## EXERCISE AIM
Leaving all pictures aside, write out the records below precisely as given.

───── EXTRACTED MATERIAL ─────

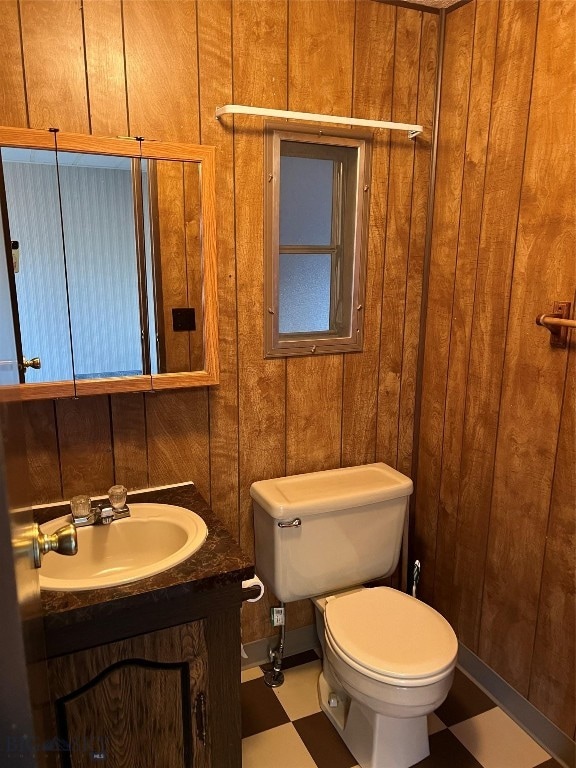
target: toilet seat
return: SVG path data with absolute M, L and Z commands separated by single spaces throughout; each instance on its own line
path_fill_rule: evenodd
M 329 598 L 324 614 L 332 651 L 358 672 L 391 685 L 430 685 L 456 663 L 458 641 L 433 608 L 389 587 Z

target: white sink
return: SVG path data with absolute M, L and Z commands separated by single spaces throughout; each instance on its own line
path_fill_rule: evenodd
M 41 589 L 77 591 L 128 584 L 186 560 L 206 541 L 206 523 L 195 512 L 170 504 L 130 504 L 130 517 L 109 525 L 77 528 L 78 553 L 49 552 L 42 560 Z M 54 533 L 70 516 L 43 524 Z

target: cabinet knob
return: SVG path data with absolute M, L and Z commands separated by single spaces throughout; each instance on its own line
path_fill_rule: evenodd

─────

## OUTPUT OF THE EXERCISE
target: toilet seat
return: SVG path data with absolute M, L and Z commands separated by single spaces throughout; each instance on its own line
path_fill_rule: evenodd
M 329 598 L 324 614 L 332 651 L 358 672 L 391 685 L 430 685 L 456 663 L 458 641 L 433 608 L 389 587 Z

target: white sink
return: SVG path data with absolute M, L and Z commands separated by single spaces throughout; each instance on its own line
path_fill_rule: evenodd
M 41 589 L 77 591 L 128 584 L 186 560 L 206 541 L 206 523 L 195 512 L 170 504 L 130 504 L 130 517 L 109 525 L 77 528 L 78 553 L 49 552 L 42 560 Z M 54 533 L 70 516 L 43 524 Z

target: cabinet knob
return: SVG path data with absolute M, L and Z commands separated by single spaces throughout; each instance on its own line
path_fill_rule: evenodd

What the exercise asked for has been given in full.